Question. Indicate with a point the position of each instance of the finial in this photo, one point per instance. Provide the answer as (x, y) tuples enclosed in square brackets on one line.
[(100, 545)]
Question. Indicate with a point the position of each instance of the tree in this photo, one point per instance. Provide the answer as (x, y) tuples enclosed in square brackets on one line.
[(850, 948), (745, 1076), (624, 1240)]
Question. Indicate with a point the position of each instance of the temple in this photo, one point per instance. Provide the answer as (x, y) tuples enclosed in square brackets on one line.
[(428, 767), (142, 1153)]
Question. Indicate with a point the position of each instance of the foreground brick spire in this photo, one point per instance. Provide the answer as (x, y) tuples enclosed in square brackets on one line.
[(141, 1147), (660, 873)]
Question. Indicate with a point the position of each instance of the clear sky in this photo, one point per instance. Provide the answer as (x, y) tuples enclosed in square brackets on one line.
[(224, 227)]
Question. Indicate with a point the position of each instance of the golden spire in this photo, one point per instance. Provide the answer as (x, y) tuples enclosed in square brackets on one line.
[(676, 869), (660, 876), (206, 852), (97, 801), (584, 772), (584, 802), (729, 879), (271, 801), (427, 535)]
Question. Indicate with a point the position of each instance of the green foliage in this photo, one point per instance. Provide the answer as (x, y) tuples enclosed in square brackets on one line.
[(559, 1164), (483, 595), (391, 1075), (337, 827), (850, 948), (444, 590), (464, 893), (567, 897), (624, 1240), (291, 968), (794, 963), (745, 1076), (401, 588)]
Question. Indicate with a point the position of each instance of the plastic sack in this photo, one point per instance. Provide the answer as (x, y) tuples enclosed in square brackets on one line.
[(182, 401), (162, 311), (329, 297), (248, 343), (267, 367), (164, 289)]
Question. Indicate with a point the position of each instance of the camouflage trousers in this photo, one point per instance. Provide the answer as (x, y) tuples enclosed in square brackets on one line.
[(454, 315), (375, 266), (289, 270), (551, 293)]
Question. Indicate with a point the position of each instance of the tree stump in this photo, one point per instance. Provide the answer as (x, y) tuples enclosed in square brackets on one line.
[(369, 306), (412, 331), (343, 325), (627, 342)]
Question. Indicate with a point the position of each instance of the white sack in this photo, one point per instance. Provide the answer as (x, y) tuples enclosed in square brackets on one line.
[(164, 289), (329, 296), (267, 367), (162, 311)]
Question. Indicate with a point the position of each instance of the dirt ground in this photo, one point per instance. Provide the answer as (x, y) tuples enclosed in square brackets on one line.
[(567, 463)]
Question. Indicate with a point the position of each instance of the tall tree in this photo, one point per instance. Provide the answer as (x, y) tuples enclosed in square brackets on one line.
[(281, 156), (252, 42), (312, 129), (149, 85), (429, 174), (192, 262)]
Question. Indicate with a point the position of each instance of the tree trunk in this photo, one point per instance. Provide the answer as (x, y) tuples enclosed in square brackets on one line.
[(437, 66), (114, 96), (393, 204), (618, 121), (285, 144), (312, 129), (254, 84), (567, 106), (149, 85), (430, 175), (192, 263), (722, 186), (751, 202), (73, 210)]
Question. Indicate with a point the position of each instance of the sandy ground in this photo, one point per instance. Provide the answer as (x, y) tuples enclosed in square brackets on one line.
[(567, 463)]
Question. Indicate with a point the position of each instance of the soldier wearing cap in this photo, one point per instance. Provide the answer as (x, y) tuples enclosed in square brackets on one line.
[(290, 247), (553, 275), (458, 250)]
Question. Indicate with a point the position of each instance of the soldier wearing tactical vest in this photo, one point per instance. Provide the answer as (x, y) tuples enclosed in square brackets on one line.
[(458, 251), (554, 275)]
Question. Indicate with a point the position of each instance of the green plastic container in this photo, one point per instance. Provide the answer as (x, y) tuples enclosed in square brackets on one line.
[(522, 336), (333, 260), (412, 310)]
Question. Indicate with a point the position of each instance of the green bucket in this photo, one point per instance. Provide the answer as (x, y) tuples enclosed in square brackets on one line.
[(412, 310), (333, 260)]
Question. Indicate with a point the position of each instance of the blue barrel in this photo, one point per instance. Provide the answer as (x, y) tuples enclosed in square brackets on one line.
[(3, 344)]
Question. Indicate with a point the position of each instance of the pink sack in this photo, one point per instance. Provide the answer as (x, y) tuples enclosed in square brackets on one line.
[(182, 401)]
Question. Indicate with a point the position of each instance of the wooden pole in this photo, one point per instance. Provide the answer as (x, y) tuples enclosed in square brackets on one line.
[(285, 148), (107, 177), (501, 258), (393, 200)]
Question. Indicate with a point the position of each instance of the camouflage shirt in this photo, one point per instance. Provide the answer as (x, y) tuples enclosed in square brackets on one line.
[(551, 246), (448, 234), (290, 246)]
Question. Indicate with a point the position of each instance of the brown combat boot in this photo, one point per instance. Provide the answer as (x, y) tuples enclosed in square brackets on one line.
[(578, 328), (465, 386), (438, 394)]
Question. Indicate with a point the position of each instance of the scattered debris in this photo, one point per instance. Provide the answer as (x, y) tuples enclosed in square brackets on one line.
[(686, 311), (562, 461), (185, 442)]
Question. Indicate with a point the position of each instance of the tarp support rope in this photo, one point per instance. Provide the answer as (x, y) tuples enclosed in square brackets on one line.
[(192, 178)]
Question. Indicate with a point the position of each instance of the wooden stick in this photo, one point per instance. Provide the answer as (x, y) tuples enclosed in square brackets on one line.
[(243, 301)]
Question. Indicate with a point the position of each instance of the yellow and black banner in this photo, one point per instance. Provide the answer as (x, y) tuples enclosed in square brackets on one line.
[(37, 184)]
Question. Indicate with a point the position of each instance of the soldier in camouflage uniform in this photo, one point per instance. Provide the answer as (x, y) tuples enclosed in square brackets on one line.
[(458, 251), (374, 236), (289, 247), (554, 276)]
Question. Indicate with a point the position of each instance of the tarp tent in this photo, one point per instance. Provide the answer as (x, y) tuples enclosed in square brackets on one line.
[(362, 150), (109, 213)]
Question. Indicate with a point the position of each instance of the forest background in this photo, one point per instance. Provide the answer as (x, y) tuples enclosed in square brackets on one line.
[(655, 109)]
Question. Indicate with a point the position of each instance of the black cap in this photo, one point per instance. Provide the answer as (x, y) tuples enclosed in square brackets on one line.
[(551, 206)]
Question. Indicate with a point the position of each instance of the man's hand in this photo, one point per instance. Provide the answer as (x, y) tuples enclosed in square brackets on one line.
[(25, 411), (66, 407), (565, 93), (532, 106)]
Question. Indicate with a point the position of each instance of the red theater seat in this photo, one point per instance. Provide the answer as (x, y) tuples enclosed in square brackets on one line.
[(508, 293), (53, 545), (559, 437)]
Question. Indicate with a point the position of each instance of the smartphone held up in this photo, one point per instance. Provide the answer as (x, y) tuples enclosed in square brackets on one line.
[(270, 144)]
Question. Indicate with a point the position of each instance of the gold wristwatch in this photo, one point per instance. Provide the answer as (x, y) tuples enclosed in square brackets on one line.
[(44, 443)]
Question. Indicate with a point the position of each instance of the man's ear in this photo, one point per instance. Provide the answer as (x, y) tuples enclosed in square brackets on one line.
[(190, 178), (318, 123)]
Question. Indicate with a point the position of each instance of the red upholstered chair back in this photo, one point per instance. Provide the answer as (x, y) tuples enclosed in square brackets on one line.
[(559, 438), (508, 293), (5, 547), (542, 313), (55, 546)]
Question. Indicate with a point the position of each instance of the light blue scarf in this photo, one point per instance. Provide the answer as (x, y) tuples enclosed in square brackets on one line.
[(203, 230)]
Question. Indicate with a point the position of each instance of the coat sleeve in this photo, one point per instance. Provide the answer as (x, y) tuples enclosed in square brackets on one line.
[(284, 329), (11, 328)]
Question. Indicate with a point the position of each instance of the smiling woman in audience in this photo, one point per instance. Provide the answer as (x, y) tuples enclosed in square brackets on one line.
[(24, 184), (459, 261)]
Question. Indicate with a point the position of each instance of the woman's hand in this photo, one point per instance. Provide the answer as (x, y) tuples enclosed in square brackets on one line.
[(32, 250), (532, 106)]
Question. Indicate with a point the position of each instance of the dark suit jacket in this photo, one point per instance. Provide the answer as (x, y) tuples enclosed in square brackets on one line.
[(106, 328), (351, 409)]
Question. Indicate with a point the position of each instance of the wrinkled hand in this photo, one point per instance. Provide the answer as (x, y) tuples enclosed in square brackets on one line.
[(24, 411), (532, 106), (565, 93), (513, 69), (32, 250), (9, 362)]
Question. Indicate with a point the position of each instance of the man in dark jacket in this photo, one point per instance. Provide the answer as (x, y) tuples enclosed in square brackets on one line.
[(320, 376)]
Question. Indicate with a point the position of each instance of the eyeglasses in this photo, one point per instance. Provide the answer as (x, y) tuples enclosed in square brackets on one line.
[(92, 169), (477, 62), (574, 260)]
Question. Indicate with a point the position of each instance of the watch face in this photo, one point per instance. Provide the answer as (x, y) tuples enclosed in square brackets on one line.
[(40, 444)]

********************

» Objective
Would you give again, word for word, every line from the one with "of the wrinkled" through the final line of the listing above?

» Complete response
Question. Indicate with a point the position of each instance of the wrinkled hand in this photo, one point per instance. Provide the answer as (x, y) tuples enclosed in square brackets on one line.
[(24, 411), (532, 106), (565, 93), (513, 69), (32, 250), (9, 362)]
Question. Indicate with a point the position of each instance of the man in dark jacket in this photo, one point per instance. Provide the answer as (x, y) tuples enclosed in square brackets on one line.
[(320, 376)]
Question. Indicate with a point the position of each instance of the eyeglasses in this photo, one point per instance. Provide the answer as (x, y) tuples enclosed in square brackets on one line.
[(92, 169), (477, 62), (574, 260)]
Question. Indicate with a point the position of each instance of the watch face in this photo, one point per instance. Provide the answer as (x, y) tuples enclosed in square brackets on one line.
[(40, 444)]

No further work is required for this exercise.